INFORMATION SUPPLIED:
--------------------

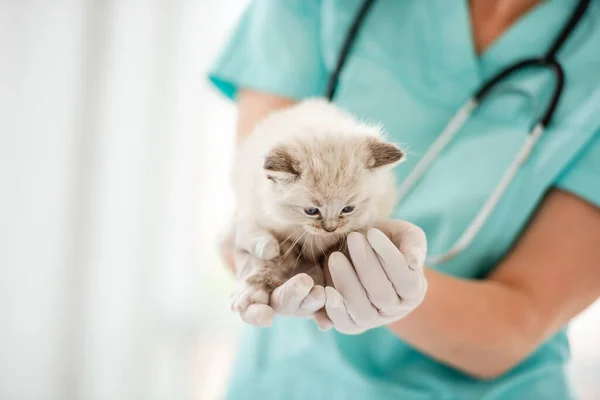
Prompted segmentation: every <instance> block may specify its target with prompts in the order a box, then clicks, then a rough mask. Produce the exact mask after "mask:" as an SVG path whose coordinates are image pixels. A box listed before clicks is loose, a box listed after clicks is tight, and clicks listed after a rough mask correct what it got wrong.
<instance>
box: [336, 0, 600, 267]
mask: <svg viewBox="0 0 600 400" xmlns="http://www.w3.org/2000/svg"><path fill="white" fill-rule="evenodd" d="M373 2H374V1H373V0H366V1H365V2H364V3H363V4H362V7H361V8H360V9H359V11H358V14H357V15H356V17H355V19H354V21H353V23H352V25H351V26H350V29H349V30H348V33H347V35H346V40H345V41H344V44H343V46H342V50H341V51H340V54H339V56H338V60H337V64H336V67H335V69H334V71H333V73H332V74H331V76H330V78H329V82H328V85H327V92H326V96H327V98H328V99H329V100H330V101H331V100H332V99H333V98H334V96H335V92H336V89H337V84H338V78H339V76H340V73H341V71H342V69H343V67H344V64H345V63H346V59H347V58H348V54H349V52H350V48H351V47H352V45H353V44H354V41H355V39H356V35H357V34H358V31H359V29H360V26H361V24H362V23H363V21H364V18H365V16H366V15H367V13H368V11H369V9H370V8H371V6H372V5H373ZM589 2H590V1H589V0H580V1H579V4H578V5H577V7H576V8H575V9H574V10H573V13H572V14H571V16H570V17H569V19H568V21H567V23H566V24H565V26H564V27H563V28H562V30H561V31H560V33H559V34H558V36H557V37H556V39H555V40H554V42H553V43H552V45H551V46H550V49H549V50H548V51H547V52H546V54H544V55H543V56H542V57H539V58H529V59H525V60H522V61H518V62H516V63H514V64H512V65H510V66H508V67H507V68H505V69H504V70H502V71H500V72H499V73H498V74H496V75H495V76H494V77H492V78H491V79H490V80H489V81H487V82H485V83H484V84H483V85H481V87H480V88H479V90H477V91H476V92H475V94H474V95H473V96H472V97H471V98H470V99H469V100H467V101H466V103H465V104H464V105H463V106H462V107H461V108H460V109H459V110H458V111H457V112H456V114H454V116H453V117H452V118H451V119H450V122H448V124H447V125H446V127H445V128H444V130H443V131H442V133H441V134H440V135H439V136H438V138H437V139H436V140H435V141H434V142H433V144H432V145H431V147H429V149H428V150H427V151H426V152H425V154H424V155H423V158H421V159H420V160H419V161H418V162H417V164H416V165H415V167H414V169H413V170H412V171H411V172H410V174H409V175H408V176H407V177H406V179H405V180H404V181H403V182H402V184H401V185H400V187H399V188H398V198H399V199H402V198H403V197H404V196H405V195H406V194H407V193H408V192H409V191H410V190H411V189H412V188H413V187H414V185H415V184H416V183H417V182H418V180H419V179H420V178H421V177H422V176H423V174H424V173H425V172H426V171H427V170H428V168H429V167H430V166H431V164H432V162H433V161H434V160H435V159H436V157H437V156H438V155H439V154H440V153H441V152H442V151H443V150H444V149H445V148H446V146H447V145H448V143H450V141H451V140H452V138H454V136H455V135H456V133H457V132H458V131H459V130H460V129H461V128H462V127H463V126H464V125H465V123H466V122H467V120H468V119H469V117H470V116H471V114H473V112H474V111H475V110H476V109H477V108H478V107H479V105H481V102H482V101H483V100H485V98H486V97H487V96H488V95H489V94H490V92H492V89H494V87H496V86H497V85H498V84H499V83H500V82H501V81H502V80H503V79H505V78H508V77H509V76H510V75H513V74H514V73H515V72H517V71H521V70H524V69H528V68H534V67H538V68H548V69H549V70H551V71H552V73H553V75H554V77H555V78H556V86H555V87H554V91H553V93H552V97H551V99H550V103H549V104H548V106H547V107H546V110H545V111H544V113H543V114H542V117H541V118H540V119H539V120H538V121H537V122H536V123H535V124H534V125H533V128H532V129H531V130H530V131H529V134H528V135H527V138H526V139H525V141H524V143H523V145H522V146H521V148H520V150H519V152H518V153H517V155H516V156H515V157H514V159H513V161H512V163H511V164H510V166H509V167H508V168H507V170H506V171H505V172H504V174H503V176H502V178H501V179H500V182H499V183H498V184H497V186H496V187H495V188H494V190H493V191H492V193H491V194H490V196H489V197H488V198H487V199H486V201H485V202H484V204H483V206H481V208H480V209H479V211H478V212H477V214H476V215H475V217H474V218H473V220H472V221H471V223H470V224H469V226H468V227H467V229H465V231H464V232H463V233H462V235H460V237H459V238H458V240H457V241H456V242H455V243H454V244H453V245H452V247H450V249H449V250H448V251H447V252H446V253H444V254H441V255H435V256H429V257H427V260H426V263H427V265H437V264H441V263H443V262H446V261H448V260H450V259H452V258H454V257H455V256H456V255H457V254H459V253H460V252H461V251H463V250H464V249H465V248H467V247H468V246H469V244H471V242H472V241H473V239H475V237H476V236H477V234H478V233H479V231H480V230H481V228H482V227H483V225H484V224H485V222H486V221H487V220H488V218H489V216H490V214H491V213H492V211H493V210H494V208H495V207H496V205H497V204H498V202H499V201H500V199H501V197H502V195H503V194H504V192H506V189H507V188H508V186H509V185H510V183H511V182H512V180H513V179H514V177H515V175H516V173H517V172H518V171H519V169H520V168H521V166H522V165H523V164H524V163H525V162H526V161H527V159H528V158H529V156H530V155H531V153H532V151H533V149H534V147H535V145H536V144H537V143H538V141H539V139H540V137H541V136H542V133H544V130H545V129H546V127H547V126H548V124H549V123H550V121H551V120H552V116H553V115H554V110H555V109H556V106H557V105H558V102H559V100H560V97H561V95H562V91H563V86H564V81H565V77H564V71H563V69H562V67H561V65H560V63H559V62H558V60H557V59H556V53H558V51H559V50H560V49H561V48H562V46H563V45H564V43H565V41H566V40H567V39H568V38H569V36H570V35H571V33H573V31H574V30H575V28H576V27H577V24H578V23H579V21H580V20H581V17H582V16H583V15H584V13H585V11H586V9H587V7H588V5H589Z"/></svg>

--------------------

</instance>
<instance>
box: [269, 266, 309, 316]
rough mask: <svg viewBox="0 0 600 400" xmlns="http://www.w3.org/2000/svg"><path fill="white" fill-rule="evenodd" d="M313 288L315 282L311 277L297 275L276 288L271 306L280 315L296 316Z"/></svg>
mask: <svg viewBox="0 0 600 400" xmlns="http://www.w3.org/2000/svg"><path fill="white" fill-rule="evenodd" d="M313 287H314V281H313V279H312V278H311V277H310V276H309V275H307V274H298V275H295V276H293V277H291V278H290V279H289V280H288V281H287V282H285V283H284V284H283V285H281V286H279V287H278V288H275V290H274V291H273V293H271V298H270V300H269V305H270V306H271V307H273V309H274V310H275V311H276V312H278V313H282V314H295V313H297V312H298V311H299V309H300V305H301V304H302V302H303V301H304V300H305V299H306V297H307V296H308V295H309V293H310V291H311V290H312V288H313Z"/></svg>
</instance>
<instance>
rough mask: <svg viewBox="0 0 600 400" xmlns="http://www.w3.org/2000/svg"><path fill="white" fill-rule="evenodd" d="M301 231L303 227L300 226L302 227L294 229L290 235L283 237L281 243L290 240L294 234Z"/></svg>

--------------------

TASK TO CARRY OUT:
Among the lines above, find the one with "288L315 282L311 277L297" and the one with "231L303 227L300 226L302". Quote both and everything between them, exactly.

ANSWER:
rough mask: <svg viewBox="0 0 600 400" xmlns="http://www.w3.org/2000/svg"><path fill="white" fill-rule="evenodd" d="M313 288L315 282L311 277L297 275L276 288L271 306L280 315L296 316Z"/></svg>
mask: <svg viewBox="0 0 600 400" xmlns="http://www.w3.org/2000/svg"><path fill="white" fill-rule="evenodd" d="M313 287H314V281H313V279H312V278H311V277H310V276H309V275H307V274H298V275H295V276H293V277H291V278H290V279H289V280H288V281H287V282H285V283H284V284H283V285H281V286H279V287H278V288H275V290H274V291H273V293H271V298H270V300H269V305H270V306H271V307H273V309H274V310H275V311H276V312H278V313H282V314H295V313H297V312H298V311H299V309H300V305H301V304H302V302H303V301H304V300H305V299H306V297H307V296H308V295H309V293H310V291H311V290H312V288H313Z"/></svg>
</instance>
<instance>
rough mask: <svg viewBox="0 0 600 400" xmlns="http://www.w3.org/2000/svg"><path fill="white" fill-rule="evenodd" d="M301 231L303 227L300 226L302 227L294 229L290 235L283 237L281 243L290 240L294 234Z"/></svg>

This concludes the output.